-- TEXT --

My philosophy of video is that it should provide information, entertain, enhance marketing efforts and messaging, and reinforce brand. There are times, however, when it can backfire on the publisher/communicator:
- when it's done too much
- when the quality is lacking, either on the video or audio side
- when the content is dull
A favorite blogger who I have heard speak many times, recently sent at least 12 new videos from a trip he is currently on. This is a person who has always advocated that "less is more," so I was surprised to see this amount, which I do not have time to watch, by the way, so I deleted the message. If he had sent one really good video about his trip, I would have watched it.
Another blogger I generally enjoy, recently sent a video about the virtues of --you guessed it--creating video. It was long (over 3 minutes), and included a lot of circular discussion about video without any how to's or pointers. The video added absolutely nothing to her brand or expertise, and in fact damaged it, as for some reason she had another pop up sign up video appear on the same screen. Double videos? I don't think so. I'm keeping my subscription, but am pretty likely not to click on her videos again. If she had done a video about tips on creating or uploading them, or maybe links to some of her favorites, I would have watched it.

-- MATERIAL SUPPLIED --

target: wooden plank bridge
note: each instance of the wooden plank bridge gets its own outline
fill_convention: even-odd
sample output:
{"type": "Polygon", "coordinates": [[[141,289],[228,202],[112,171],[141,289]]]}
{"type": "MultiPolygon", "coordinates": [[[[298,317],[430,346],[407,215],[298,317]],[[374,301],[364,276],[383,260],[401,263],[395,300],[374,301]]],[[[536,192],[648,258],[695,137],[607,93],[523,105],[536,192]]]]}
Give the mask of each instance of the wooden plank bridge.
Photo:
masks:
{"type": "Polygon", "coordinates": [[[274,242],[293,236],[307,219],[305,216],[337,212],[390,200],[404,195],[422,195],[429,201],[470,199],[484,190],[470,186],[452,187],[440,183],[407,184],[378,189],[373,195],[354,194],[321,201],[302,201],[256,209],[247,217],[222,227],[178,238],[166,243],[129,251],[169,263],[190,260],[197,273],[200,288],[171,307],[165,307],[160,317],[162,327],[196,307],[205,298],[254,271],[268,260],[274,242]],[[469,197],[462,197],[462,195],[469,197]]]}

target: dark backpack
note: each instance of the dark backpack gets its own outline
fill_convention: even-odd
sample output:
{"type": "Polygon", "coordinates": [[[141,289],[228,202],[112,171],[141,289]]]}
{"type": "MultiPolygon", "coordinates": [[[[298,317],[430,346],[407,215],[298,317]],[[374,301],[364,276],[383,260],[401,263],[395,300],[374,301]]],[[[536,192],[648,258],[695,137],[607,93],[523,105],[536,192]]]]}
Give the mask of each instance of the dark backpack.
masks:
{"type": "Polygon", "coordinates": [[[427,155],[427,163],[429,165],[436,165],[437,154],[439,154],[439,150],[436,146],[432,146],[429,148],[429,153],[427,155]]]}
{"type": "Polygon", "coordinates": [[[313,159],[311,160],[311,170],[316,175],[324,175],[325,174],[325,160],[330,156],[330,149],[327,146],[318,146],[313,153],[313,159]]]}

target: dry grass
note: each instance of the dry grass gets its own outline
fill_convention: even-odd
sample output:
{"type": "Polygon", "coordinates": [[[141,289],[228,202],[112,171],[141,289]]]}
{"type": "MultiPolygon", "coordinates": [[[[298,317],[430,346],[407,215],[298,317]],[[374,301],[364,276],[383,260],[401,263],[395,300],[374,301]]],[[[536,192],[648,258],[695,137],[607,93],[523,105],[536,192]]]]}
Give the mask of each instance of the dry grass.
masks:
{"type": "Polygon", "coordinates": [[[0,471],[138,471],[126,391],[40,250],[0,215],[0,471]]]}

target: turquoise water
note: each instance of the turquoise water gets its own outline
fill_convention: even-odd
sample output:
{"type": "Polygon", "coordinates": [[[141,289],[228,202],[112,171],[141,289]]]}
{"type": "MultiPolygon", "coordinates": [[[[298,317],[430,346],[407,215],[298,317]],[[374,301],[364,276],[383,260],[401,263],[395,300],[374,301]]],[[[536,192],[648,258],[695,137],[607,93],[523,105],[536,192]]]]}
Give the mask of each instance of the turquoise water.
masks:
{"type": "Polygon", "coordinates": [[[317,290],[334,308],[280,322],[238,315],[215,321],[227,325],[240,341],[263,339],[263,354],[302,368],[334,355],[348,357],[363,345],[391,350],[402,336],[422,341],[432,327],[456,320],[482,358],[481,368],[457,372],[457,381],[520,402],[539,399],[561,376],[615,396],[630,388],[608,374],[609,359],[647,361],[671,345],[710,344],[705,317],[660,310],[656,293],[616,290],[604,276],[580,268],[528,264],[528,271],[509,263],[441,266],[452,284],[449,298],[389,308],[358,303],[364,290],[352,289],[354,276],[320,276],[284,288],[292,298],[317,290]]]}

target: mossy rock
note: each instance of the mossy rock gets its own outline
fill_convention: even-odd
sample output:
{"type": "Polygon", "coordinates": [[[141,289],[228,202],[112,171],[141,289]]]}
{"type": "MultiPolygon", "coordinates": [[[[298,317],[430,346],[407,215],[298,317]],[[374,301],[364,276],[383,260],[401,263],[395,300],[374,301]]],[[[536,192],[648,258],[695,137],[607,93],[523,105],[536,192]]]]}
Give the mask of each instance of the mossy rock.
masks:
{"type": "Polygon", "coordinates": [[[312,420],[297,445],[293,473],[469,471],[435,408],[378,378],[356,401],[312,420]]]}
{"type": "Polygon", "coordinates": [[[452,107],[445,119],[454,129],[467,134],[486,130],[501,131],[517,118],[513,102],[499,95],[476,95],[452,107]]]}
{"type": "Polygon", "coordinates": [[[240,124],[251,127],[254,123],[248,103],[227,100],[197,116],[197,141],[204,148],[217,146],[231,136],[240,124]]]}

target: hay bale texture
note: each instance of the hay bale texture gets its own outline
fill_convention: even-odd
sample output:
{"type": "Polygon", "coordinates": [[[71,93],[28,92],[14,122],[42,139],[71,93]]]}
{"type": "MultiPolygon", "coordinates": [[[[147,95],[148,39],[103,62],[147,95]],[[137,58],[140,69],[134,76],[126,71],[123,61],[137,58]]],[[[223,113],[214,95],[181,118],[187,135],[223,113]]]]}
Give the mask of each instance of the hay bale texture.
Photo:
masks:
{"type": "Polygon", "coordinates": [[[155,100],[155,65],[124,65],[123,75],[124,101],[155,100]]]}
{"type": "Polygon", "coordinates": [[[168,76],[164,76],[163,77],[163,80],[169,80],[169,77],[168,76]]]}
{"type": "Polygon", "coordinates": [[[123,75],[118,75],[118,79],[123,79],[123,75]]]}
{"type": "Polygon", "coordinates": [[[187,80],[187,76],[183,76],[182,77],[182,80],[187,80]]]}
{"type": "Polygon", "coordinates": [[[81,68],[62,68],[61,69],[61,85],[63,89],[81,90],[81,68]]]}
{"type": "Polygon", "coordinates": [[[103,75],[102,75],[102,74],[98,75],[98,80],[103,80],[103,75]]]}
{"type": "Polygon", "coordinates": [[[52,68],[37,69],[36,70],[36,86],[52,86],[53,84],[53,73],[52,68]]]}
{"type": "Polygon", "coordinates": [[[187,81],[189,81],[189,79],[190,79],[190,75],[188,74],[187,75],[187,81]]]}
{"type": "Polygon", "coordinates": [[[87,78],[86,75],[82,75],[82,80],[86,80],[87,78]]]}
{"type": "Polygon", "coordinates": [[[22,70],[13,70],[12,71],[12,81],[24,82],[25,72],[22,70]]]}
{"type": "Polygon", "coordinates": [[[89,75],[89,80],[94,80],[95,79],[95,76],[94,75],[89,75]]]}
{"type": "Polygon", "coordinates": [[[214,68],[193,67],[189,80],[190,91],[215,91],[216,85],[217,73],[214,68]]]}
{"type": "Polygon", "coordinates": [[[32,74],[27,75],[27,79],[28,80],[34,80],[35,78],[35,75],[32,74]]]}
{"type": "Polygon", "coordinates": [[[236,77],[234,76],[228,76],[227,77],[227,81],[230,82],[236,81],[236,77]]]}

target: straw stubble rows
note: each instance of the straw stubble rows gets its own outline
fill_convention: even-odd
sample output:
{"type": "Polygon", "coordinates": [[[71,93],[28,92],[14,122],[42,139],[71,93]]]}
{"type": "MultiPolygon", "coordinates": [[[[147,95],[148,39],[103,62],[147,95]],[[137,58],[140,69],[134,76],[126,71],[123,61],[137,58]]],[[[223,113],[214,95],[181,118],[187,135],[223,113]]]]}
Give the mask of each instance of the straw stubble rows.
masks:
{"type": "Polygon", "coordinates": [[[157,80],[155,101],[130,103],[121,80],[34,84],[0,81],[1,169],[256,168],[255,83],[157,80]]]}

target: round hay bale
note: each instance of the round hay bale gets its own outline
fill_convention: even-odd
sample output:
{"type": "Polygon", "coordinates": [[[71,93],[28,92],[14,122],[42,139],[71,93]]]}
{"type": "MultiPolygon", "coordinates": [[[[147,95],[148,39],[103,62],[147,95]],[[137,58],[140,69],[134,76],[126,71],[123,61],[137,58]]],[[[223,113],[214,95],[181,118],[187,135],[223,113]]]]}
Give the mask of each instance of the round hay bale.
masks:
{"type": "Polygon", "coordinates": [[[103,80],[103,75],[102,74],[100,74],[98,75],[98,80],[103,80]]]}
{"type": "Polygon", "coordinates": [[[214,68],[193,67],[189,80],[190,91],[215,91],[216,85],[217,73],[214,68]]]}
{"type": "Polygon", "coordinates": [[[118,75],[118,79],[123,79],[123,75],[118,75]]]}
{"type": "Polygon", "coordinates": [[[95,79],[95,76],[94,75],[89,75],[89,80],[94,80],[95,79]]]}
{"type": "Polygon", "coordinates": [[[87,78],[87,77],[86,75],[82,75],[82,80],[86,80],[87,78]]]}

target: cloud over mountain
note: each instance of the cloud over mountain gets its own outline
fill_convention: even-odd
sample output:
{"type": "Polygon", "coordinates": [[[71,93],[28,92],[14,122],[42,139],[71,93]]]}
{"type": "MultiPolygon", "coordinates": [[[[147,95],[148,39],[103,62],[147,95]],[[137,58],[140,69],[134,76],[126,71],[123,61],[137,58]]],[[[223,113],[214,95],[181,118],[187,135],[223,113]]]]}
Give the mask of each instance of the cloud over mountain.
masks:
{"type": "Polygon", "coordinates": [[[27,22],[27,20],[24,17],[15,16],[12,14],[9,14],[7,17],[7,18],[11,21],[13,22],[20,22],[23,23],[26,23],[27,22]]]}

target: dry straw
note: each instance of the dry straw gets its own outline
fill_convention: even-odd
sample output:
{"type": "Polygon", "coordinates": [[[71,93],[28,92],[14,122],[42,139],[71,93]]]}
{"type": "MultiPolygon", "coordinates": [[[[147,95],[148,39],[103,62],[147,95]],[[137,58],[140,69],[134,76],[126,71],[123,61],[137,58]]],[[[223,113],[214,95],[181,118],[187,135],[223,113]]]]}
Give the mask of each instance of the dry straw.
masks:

-- PROBLEMS --
**a)** Write out the rows, beginning at the line that contains "target: dry straw" and stopping after the final line of the rows.
**b)** Resume the post about when video backfires, picking up after its last sentence.
The text and the rows have nothing to do with each other.

-- THE RESPONSES --
**a)**
target: dry straw
note: each instance of the dry straw gets its own outline
fill_convention: even-odd
sample output:
{"type": "Polygon", "coordinates": [[[71,93],[28,92],[14,122],[42,139],[71,93]]]}
{"type": "MultiPolygon", "coordinates": [[[[147,95],[148,39],[103,62],[147,95]],[[137,58],[140,69],[134,76],[126,71],[123,61],[137,58]]],[[[223,113],[214,95],[181,118],[187,135],[223,113]]]]}
Give the mask of each instance of the dry straw.
masks:

**b)**
Another very prominent blogger whose books I love and have actually been promoting, posted a video a few months ago, where he was in a hotel room in the middle of the night, and had ordered room service. So while he was talking away about social media, we got to see and hear him munching away on his room service meal. Maybe this was his way of creating intimacy, but it seemed awkward. Ever heard of the phrase: "don't talk with your mouth full?" If he had created the same video and waited until after he had eaten, I would have watched and enjoyed it.
Here's a video I always love to watch, for those looking for great ideas.
Takeway message: be mindful of what, how much, and why you are posting video, so that you enhance your brand rather then take away from it. And remember, too much of anything can just seem, well...old fashioned.
What do you think?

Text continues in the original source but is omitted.